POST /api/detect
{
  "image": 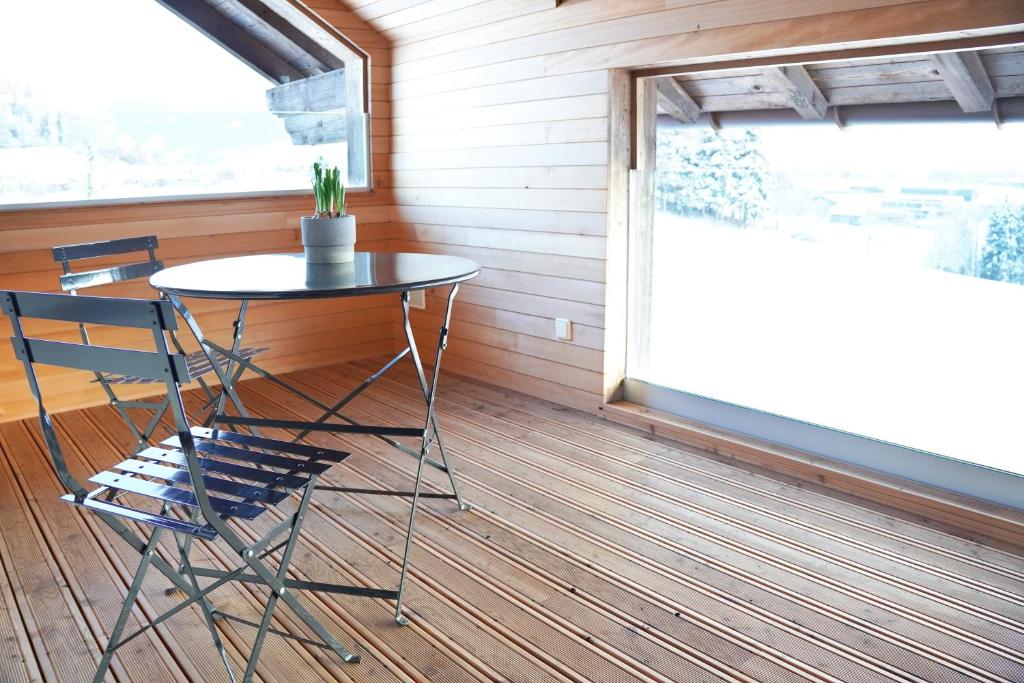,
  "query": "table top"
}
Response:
[150,252,480,299]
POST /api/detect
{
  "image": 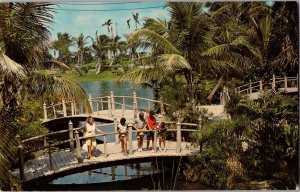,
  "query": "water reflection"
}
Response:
[50,162,163,184]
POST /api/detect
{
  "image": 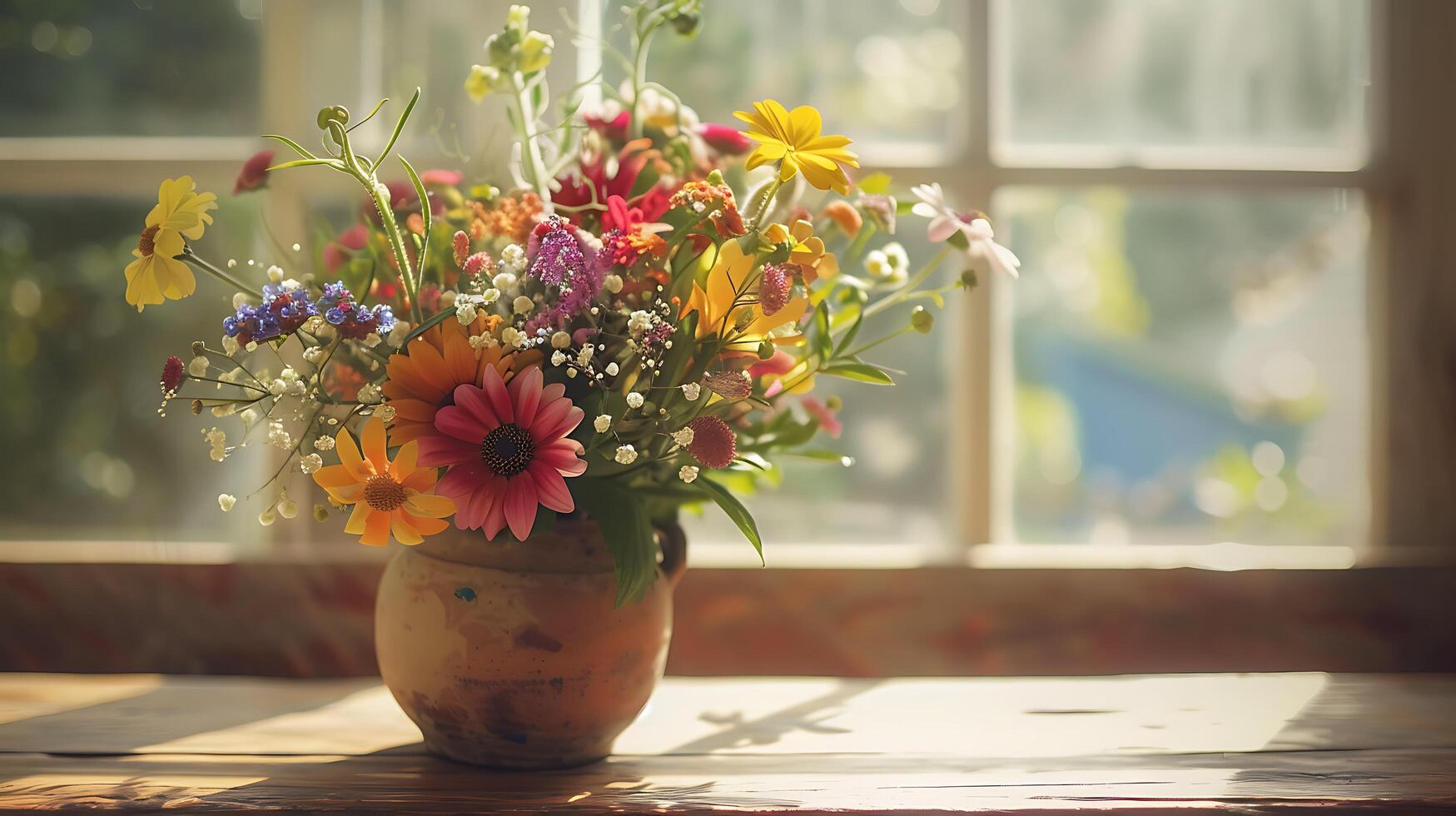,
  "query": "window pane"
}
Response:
[995,188,1370,545]
[603,0,967,144]
[0,197,266,540]
[993,0,1369,163]
[684,226,966,550]
[0,0,261,137]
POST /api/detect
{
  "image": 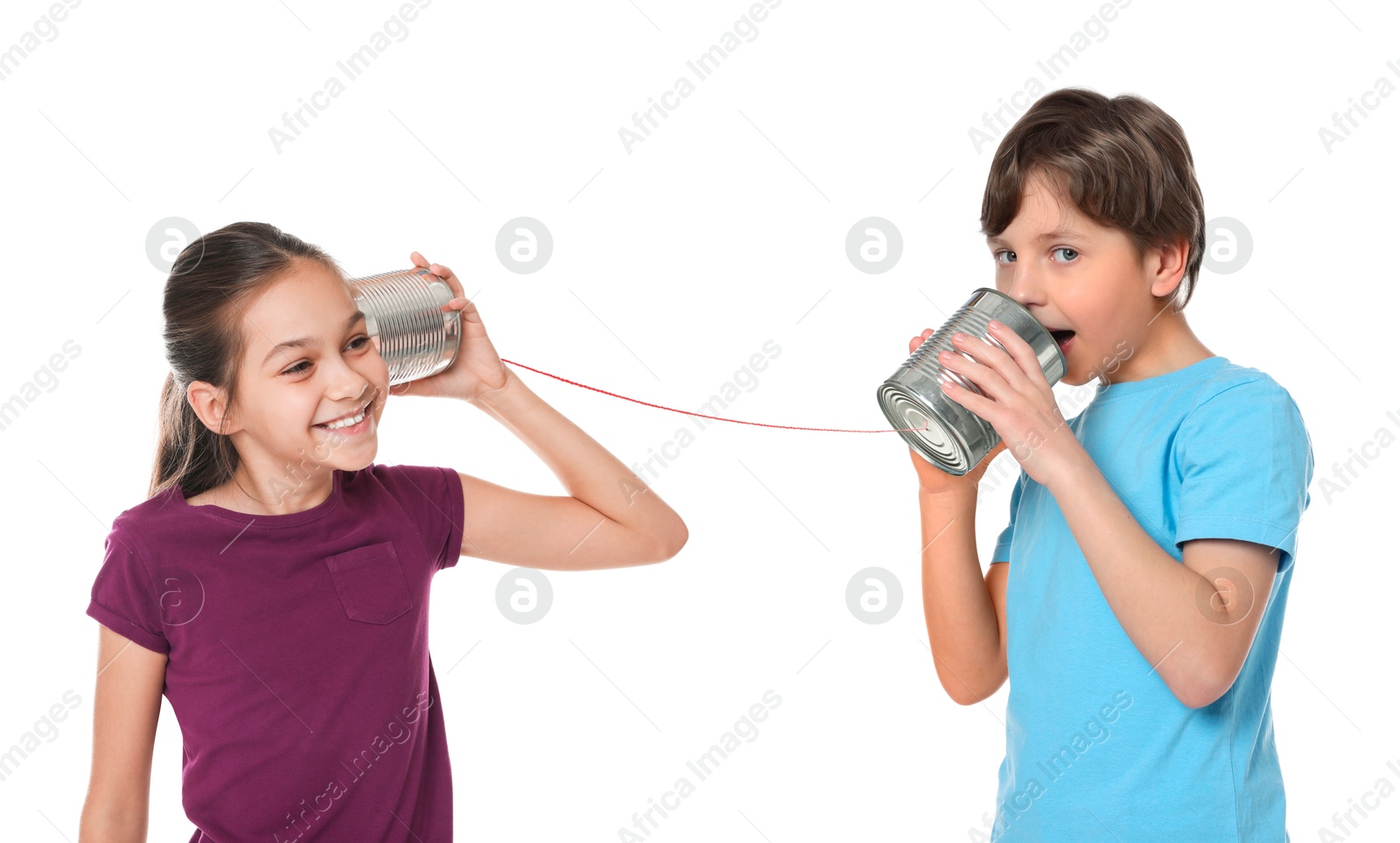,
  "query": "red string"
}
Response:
[501,357,928,432]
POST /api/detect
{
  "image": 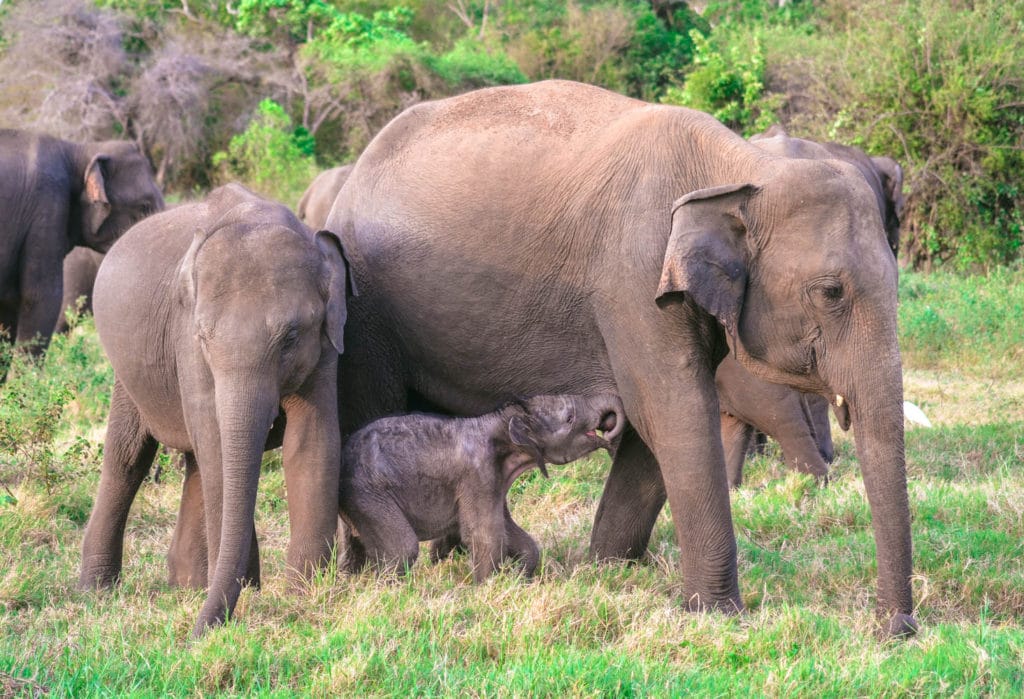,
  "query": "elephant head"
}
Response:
[178,188,351,636]
[508,393,626,472]
[72,141,164,253]
[657,159,915,634]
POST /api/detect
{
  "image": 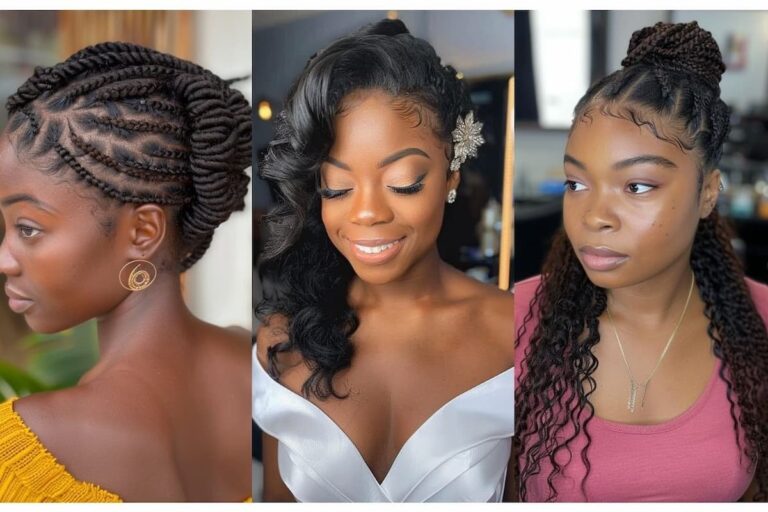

--- --- ---

What the task asks:
How many lines in the rows above contain the string "query"? Case counts. Reply with the number only.

Full response:
5